## PROBLEM STATEMENT
Rewrite the listing below with every "per instance" changed to "for each instance" and everything else unchanged. Leave the pictures out.

## RECORD EXCERPTS
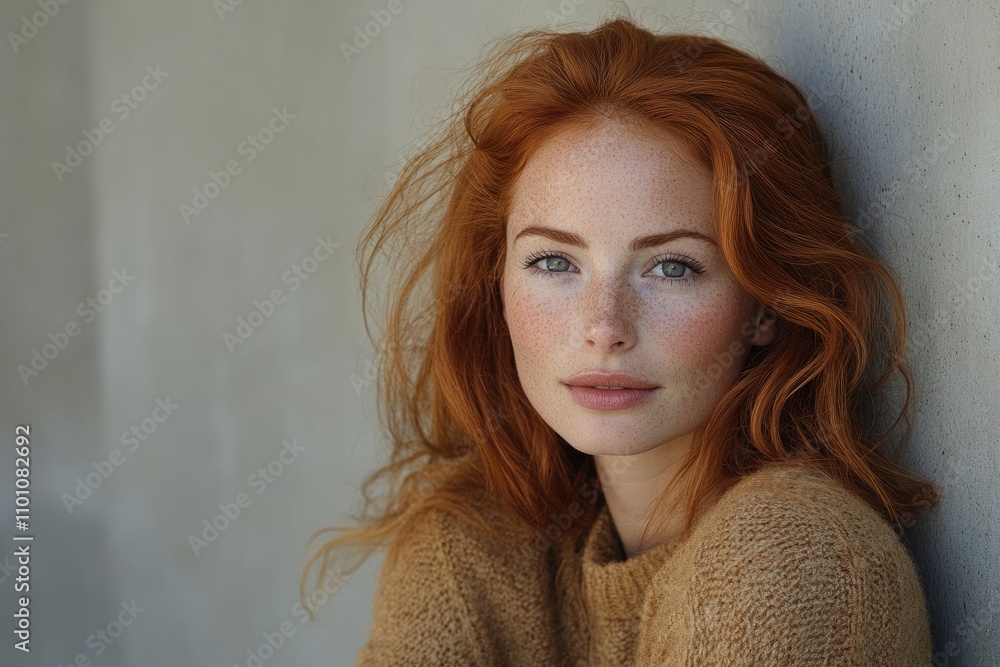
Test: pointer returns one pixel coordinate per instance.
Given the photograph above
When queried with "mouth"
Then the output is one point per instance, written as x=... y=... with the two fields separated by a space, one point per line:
x=603 y=397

## EXERCISE RESPONSE
Test: pointer returns one pixel coordinate for each instance.
Given the photograph above
When queried with "mouth"
Then the output is one point for each instance, written as x=... y=... with the two fields separated by a space, one point per line:
x=603 y=397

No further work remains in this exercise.